■ **Dataset excerpts**:
--- START ---
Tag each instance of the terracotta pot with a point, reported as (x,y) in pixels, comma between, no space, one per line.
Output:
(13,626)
--- END ---
--- START ---
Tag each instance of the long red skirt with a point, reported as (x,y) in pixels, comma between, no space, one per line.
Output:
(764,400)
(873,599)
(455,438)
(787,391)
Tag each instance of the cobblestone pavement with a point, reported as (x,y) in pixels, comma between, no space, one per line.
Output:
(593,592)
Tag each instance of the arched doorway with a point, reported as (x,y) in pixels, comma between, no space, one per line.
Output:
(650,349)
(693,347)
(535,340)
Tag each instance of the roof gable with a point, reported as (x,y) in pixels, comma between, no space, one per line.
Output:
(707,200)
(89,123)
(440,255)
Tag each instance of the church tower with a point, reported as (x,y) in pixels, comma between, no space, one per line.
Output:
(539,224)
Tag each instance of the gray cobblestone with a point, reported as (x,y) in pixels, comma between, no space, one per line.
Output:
--- END ---
--- START ---
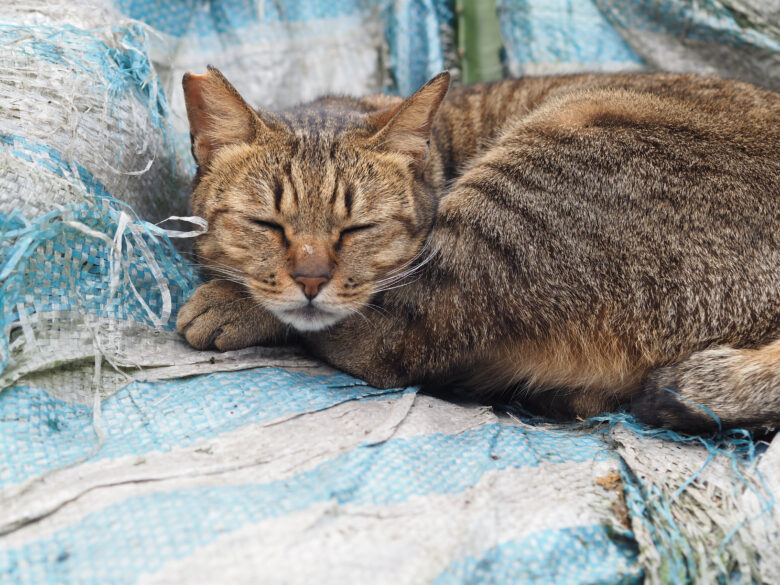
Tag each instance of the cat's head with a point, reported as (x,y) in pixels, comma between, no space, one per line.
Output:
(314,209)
--- END ---
■ **Problem details**:
Some lines above hold the word "between". Copy all of them.

■ **Answer below**:
Tag each instance of the terracotta pot with a point, reported as (x,y) in pixels, comma between, no space, one per line.
Tag each instance of the long red skirt with a point, reported as (x,y) in pixels, comma between, no space, one per line.
Tag each instance of the cobblestone pavement with a point, reported as (x,y) in pixels, comma between, no space, one per line.
Tag each instance of the arched doorway with a point, reported as (x,y) in pixels, comma between, no space, one per line.
Tag each instance of the roof gable with a point, reported as (x,y) in pixels, comma between, no space, one per line.
Tag each instance of the church tower with a point, reported as (x,y) in pixels, comma between, no space, one per line.
Tag each instance of the gray cobblestone with a point, reported as (x,y) in pixels, comma between, no space, one per line.
Tag each instance of the cat's head with a point, reported as (x,y) in pixels, comma between, no space, one per line.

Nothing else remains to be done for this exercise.